REQUIRED TASK. Name every real person mentioned in the article below about Glenn Beck's novel. Leave out the book's fictional characters.

TEXT SECTION.
==*==
Beck Defies Critics as He Revels in Success

By    |   Friday, 02 July 2010 07:20 PM EDT ET

The more Glenn Beck plays a happy warrior unapologetically defending America's most cherished values, the more his enemies want to savage him.

Their latest target: “The Overton Window,” Beck's first venture into the suspense-thriller fiction genre. The book debuted at No. 1 on The New York Times best-seller list – marking six consecutive occasions that a Beck book has grabbed the top position.

"The media – and I'm seeing it now also not just in the media – it drives them crazy that I'm successful," Beck tells Newsmax in an exclusive interview on his latest best seller. "They can't figure out why."

In the foreword to “The Overton Window,” Beck predicted the book would be controversial. He expected to face the same mockery and ridicule that Sarah Palin and many other conservative writers experience from mainstream-media book reviewers.

One example of the double standard: Left-leaning authors who resort to the simplistic stereotypes of conservatives common to Hollywood movies are free to conjure the most grotesque global-Armageddon scenarios imaginable. That's just fine.

But when Beck proposes a rather toned-down variation on that theme, it's a different story. In fact, one reviewer suggested a well-thumbed copy of “The Overton Window” might one day be found nestled among empty ammo cases belonging to the next Timothy McVeigh-style extremist.

There, that should teach that Beck guy to write best-sellers!

“The Overton Window” holds true to its author's political sensibilities. It blends action, intrigue and romance into a story powerfully relevant to today's political scene. Its main characters are two brilliant young people who could hardly be more different. Noah Gardiner seems to have it all: education, looks and wealth. He's the rising vice president of a high-powered, New York City PR firm. The firm's owner happens to be Noah's austere, manipulative father, Arthur Isaiah Gardner.
==*==
GIVEN INFORMATION.
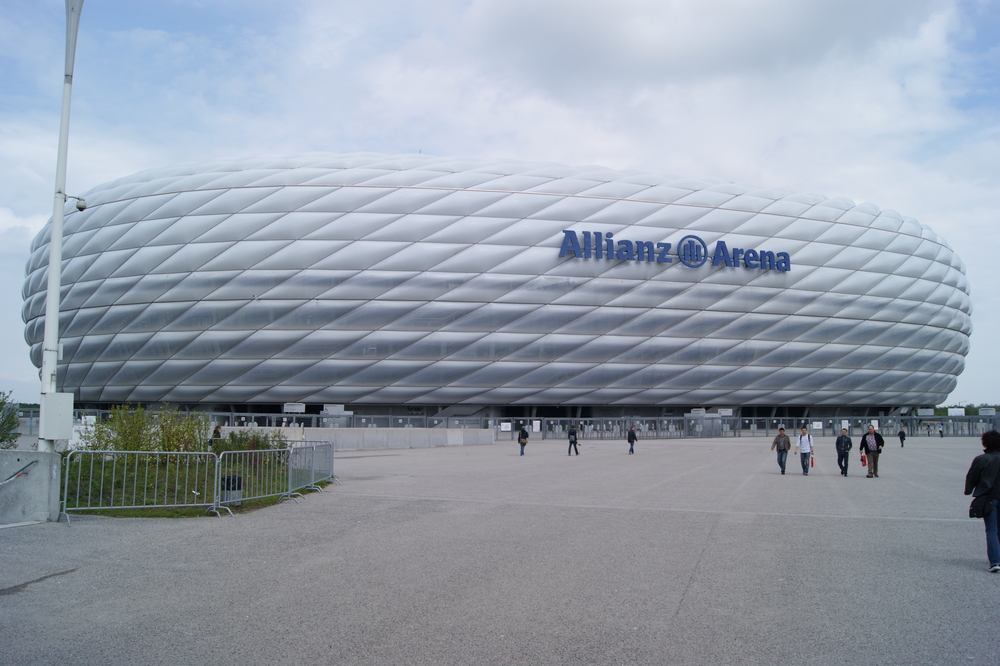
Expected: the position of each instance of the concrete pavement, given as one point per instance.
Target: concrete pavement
(689, 552)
==*==
EXPECTED ANSWER. Glenn Beck, Sarah Palin, Timothy McVeigh